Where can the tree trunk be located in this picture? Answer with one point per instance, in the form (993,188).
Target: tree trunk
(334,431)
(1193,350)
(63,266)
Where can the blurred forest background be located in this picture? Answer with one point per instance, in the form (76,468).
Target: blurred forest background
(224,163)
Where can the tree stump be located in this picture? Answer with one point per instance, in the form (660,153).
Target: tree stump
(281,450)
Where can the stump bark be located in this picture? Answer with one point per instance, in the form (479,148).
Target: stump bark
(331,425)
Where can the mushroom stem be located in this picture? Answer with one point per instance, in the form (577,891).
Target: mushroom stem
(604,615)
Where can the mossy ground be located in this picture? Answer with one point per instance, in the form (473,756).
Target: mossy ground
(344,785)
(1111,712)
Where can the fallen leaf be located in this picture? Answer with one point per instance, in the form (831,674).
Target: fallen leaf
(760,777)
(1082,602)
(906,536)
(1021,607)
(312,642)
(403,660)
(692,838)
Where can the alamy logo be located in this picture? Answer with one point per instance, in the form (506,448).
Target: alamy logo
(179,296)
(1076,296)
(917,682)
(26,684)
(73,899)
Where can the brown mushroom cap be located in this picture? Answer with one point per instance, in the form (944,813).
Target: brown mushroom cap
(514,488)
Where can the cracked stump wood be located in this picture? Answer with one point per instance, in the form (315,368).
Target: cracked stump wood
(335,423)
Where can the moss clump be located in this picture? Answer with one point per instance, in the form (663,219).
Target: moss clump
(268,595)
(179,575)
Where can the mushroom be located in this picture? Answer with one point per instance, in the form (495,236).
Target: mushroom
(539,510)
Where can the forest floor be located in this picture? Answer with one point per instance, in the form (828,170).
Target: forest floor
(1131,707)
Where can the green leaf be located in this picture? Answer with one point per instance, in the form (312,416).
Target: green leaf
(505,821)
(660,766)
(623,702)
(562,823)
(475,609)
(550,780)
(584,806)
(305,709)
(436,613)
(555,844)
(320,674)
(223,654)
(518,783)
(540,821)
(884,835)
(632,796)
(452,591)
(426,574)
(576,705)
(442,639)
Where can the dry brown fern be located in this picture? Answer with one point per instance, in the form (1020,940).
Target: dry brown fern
● ● ● ● ● ● ●
▶ **TO BE DONE**: Repeat the entries shown above, every one, word for word.

▶ **FINAL RESULT**:
Where can the tree trunk be located in this picture? Answer with one point per instance, in the form (993,188).
Target: tree trunk
(334,431)
(1193,350)
(63,266)
Where can the blurred forest background be located in this picture? Answer with one point per instance, in the form (76,468).
Target: blurred forest background
(224,163)
Where can the tree stump be located in this picture? Answer with one point per instance, in the form (660,153).
Target: tree stump
(281,450)
Where can the stump bark be located in this picture? Answer with one point per instance, in the form (479,148).
Target: stump bark
(331,425)
Where can the mushroom stem be located in this picture? Answer with one point per instance, in the form (577,891).
Target: mushroom stem
(604,615)
Where can the mossy ground be located in this picture? Answer with one point per instance, in the form (473,756).
Target: mossy ground
(344,785)
(1111,712)
Where can the fallen leaf be located in this picture? Answer with one point per instance, in the form (831,674).
Target: fallen leaf
(760,777)
(1082,602)
(906,536)
(1021,607)
(312,642)
(403,660)
(692,838)
Where can the alamy logo be located in this picture? Answer with one point per instance, in the form (506,448).
Target: alamy logo
(179,296)
(1076,296)
(917,682)
(26,684)
(73,899)
Where can the brown mushroom cap be located in this picture? Answer with one point per instance, in the form (944,813).
Target: brown mushroom cap
(514,488)
Where can the cracked stump wood be located in this picture? Answer with one point per instance, in the form (315,368).
Target: cracked stump wood
(335,423)
Where can the moss clump be located in this picture? Answer with one point per instance, in the form (663,219).
Target: moss clump
(268,595)
(179,575)
Where can the mushroom be located in this picture? Answer with one point per instance, in the form (495,236).
Target: mushroom
(539,510)
Where can the forest floor be located in this picture? Answer with one point per instance, in the form (828,170).
Target: forest floor
(1131,707)
Where can the green leaf be located in this picture? Answer with one point per instance, in the form (312,416).
Target: green leaf
(505,821)
(660,766)
(623,702)
(562,823)
(475,609)
(550,780)
(584,806)
(305,709)
(436,613)
(555,844)
(320,674)
(223,654)
(518,783)
(540,821)
(884,835)
(632,796)
(452,591)
(426,574)
(576,705)
(442,639)
Where can the dry brown fern be located in this picture? Answer with one point per instance, in the form (1020,940).
Target: dry brown fern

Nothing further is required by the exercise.